__Text under study__.
This has to be a joke right?
Do you have family members who are below 18? If you truly believe what you said, you'd allow them to smoke weed and go to class.
When I quit smoking weed, I reflected on the reasons why I decided to quit.
Since HN is mostly pro-weed use, I will most likely get downvoted. But it doesn't matter. I was staunchly on the pro-weed side just a few weeks ago as well until I started reading the downsides and realized that most applied to me and I was an addict. I was a "responsible" user early on as well.
Perhaps this post will help someone else here realize the same.
Here they are:
1. Having a higher IQ
2. Actually getting REM sleep and feeling rested
3. Being able to remember stuff instead of forgetting everything. Even simple things like where I left the keys.
4. Not eating junk food and getting fat
5. Not looking extremely unattractive because I'm fat
6. Actually care about how I look
7. Being able to spend time with people who don't smoke weed. I lost touch with so many successful people because I only wanted to hang out with other stoners.
8. Having motivation and ambition again
9. Not revolving my life around getting high
10. Being a responsible son, friend, boyfriend, employee
11. Being able to work towards the life I actually want
12. Having better lung health
13. Not making my brain smaller
14. Saving money
15. Having dreams again. Both dreams when I'm asleep and dreams when I'm awake.

__What to work on__.
(1) Answer these questions from the comment on quitting weed:
(a) What reason does the writer give for expecting to be downvoted?
(b) What number does the list give to saving money?
(c) What two kinds of dreams does the final list item name?
(2) Repeat part of the comment on quitting weed word for word, beginning at the words "Do you have" and stopping after the words "on as well.".
The lines below the text were taken from a separate source.

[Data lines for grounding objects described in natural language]
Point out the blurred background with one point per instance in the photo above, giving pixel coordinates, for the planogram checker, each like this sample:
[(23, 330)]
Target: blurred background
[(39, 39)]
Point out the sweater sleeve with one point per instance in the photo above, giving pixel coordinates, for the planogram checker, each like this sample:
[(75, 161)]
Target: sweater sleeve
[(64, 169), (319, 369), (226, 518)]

__Solutions__.
(1)
(a) HN is mostly pro-weed use.
(b) 14
(c) Dreams when asleep and dreams when awake.

(2)
Do you have family members who are below 18? If you truly believe what you said, you'd allow them to smoke weed and go to class.
When I quit smoking weed, I reflected on the reasons why I decided to quit.
Since HN is mostly pro-weed use, I will most likely get downvoted. But it doesn't matter. I was staunchly on the pro-weed side just a few weeks ago as well until I started reading the downsides and realized that most applied to me and I was an addict. I was a "responsible" user early on as well.